▸ **Text for analysis**
Inventors That Changed the World: Al Gross

Much like Arnold Schwarzenegger’s character in the movie ‘Twins’, the walkie-talkie can claim to have many fathers. However, one of the most prominent names in the debate (and maybe the one with the single strongest claim to having invented the walkie-talkie) is Canadian/American inventor Al Gross.

The son of Romanian immigrants, Al Gross was born in Toronto, Canada in 1918, but his parents moved to Cleveland, Ohio, USA when he was quite young. Whilst on a steamboat trip across Lake Erie, the 9-year-old Gross encountered radio technology for the first time and, in so doing, ignited a passion within him that would change the world.

How passionate was he? By age 12, Gross had turned his parents’ basement into a radio centre. The bright young man would visit junkyards and salvage any material he thought he could use. Four years later –aged 16- Gross was awarded an amateur radio license, which was still in effect at the time of his death in 2000.

▸ **Dataset extract**

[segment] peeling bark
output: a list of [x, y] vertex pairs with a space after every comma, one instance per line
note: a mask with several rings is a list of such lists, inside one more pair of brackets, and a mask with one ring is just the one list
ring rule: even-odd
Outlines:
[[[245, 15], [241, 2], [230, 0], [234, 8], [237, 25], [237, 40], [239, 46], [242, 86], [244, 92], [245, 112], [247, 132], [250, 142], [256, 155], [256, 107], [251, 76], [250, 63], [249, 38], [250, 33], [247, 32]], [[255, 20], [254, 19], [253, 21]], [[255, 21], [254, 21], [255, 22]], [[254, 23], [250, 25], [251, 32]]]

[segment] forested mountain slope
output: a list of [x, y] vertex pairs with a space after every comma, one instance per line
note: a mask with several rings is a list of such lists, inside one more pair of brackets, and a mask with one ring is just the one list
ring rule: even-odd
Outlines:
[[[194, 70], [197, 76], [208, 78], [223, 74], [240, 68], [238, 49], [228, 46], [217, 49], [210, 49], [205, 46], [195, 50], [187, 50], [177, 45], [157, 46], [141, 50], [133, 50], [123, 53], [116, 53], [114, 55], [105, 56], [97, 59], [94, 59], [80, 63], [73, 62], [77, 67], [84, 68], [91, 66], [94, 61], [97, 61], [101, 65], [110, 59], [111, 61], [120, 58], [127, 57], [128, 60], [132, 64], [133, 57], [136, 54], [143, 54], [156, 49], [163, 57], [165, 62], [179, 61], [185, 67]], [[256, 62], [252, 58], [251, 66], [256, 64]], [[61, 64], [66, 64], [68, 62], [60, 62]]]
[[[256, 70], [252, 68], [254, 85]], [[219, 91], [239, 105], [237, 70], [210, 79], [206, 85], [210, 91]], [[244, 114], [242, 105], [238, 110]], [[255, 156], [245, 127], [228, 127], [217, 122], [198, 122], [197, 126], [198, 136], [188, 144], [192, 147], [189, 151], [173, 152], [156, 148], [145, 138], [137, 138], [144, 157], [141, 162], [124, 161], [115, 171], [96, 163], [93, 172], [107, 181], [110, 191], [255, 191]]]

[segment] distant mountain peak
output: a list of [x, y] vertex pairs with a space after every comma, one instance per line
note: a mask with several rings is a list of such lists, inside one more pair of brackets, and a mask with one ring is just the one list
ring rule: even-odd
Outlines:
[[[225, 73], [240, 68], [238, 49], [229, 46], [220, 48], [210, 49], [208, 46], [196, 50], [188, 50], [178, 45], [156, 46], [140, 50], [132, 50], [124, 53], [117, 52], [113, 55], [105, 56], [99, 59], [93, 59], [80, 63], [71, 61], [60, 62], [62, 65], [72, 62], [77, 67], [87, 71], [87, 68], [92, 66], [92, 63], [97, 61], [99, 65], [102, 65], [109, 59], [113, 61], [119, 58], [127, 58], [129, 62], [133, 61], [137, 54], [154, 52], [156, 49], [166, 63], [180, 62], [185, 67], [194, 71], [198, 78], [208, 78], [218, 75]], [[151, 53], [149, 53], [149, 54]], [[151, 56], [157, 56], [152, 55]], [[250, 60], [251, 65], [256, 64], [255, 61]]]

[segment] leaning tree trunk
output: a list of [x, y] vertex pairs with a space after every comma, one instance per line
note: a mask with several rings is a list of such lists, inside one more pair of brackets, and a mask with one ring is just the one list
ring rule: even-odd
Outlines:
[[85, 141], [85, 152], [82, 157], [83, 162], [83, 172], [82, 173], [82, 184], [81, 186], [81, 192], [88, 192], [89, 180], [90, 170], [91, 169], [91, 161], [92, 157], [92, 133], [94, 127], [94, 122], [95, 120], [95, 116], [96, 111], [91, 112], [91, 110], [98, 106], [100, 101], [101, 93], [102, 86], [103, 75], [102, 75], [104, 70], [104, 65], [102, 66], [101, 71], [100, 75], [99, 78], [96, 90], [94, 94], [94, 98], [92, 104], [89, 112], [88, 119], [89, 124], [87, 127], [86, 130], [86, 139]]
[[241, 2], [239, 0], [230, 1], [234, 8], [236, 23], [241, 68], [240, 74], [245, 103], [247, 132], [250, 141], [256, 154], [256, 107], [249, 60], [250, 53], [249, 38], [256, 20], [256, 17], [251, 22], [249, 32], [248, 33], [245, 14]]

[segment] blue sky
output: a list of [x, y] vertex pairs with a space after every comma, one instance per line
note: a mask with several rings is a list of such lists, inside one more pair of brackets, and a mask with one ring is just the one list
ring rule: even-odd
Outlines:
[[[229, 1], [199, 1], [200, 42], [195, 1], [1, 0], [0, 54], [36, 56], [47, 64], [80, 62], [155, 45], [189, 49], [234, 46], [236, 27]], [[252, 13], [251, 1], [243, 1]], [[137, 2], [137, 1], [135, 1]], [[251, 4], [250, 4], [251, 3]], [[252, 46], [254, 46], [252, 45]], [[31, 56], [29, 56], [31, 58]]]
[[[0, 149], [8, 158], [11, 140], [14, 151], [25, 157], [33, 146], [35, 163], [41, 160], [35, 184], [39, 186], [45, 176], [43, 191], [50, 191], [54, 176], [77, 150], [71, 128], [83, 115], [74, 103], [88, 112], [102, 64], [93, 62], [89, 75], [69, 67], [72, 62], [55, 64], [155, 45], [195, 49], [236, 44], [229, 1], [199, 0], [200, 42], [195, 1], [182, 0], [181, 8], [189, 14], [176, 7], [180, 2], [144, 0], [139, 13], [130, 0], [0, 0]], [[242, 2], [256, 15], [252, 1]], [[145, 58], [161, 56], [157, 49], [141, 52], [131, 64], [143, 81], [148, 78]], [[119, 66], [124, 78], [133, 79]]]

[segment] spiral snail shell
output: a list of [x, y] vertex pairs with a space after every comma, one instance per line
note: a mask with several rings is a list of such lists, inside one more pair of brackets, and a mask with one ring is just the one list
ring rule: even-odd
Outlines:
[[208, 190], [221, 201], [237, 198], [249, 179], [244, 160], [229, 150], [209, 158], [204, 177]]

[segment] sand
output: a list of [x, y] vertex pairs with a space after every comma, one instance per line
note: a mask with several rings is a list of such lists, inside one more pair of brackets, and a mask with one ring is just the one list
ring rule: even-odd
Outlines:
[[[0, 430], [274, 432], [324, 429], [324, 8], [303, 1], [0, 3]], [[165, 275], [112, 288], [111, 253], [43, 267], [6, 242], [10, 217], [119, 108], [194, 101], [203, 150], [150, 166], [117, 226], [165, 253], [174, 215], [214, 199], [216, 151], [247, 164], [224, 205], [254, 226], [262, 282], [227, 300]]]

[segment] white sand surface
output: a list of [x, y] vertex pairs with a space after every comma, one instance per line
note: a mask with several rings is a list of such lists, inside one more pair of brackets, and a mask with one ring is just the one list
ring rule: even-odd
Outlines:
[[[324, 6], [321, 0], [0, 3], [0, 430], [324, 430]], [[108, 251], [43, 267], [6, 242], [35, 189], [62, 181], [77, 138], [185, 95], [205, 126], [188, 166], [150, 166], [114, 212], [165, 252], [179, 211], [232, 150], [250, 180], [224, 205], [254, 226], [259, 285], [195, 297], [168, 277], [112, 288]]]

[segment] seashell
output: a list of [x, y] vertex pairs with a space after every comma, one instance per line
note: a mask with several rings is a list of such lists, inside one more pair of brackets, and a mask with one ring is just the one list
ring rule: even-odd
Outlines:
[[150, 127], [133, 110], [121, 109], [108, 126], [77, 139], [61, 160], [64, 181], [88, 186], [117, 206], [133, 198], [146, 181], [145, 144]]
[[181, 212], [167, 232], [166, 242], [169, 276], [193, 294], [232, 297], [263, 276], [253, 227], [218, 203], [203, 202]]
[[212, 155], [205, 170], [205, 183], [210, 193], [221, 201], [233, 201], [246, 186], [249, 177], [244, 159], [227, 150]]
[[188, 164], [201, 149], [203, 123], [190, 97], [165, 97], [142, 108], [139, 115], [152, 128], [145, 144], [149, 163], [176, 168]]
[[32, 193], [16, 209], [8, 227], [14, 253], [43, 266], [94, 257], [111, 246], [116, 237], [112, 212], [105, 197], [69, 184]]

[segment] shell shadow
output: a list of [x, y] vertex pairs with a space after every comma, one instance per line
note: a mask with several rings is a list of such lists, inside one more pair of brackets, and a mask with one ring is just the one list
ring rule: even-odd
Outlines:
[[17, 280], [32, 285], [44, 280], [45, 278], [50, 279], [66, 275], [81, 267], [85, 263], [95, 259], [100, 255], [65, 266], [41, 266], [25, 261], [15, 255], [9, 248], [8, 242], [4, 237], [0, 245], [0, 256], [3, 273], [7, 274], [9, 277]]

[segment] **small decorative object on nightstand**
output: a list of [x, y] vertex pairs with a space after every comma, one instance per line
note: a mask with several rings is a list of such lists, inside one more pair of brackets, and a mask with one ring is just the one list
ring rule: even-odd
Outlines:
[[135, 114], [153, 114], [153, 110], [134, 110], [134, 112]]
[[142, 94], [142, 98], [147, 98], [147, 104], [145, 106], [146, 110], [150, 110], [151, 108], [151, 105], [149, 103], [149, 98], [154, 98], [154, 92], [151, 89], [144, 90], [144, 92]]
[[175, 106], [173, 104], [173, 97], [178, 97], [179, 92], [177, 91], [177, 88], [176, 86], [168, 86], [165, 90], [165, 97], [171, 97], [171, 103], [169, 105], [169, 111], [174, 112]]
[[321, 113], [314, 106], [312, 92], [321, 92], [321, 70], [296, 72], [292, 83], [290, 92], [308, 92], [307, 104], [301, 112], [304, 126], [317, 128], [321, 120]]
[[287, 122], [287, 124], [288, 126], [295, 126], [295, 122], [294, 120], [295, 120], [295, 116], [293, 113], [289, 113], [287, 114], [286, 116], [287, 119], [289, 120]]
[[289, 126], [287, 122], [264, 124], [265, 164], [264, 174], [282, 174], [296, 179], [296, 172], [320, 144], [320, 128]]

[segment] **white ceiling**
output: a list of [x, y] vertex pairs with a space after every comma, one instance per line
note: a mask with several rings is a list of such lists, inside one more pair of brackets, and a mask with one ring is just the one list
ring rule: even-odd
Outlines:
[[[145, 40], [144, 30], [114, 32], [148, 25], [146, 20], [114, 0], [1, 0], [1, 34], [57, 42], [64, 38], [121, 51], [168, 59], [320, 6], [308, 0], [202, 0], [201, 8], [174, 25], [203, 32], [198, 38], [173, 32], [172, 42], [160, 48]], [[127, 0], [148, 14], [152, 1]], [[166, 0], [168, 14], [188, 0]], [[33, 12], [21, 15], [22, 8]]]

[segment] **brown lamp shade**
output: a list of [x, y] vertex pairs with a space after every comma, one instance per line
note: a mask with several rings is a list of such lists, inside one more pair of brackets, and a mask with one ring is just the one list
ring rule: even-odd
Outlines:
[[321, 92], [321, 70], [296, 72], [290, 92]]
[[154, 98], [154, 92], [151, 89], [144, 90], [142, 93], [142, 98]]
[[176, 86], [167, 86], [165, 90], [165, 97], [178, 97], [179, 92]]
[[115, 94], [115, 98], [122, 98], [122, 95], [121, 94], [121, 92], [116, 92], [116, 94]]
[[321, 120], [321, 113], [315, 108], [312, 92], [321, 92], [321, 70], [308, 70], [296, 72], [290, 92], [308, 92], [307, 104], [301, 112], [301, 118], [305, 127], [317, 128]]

▸ **Prompt 1**
Decide whether each statement below agrees with the text about Al Gross. Answer yes or no for each, and quote the words of the text that decide it.
(a) Al Gross was born in Cleveland, Ohio.
(b) Gross first encountered radio technology on a steamboat trip across Lake Erie.
(c) Gross was awarded an amateur radio license at age 12.
▸ **Prompt 2**
Write the next part of the text about Al Gross, starting after its last sentence.

▸ **Expected answer 1**
(a) No: "Al Gross was born in Toronto, Canada in 1918, but his parents moved to Cleveland, Ohio, USA when he was quite young."
(b) Yes: "Whilst on a steamboat trip across Lake Erie, the 9-year-old Gross encountered radio technology for the first time"
(c) No: "Four years later –aged 16- Gross was awarded an amateur radio license"

▸ **Expected answer 2**
At the age of 18, Gross enrolled in the Case School of Applied Sciences. At the time, radio frequencies above 100MHz were relatively unexplored territory. Gross wanted to see exactly what could be done with them. He wanted to create a mobile, lightweight, handheld transceiver, using those uncharted frequencies. In 1938, he did just that, patenting the two-way radio, or ‘walkie-talkie’. He was just 20 years old.

War arrived on American shores in 1941 with the attack on Pearl Harbour. America scrambled to mobilize its armed forces and take advantage of any/all new technology that could aid the struggle against the Axis powers. The US Office of Strategic Services (OSS) – a forerunner to the CIA – tapped Gross to create an air-to-ground communications’ system. The system Gross designed employed Hertzian radio waves and was almost impossible for the enemy to monitor, even when allied planes were in enemy airspace. Gross’ system proved incredibly successful (so much so, that it was not declassified until 1976).

After the war, the inventor turned entrepreneur and founded the Citizens Radio Corporation, which took advantage of the first frequencies designated for personal use. His company was the first to receive FCC approval for use with the new ‘citizens’ band’. He licensed radios to other companies and supplied units to the Coast Guard, amongst others.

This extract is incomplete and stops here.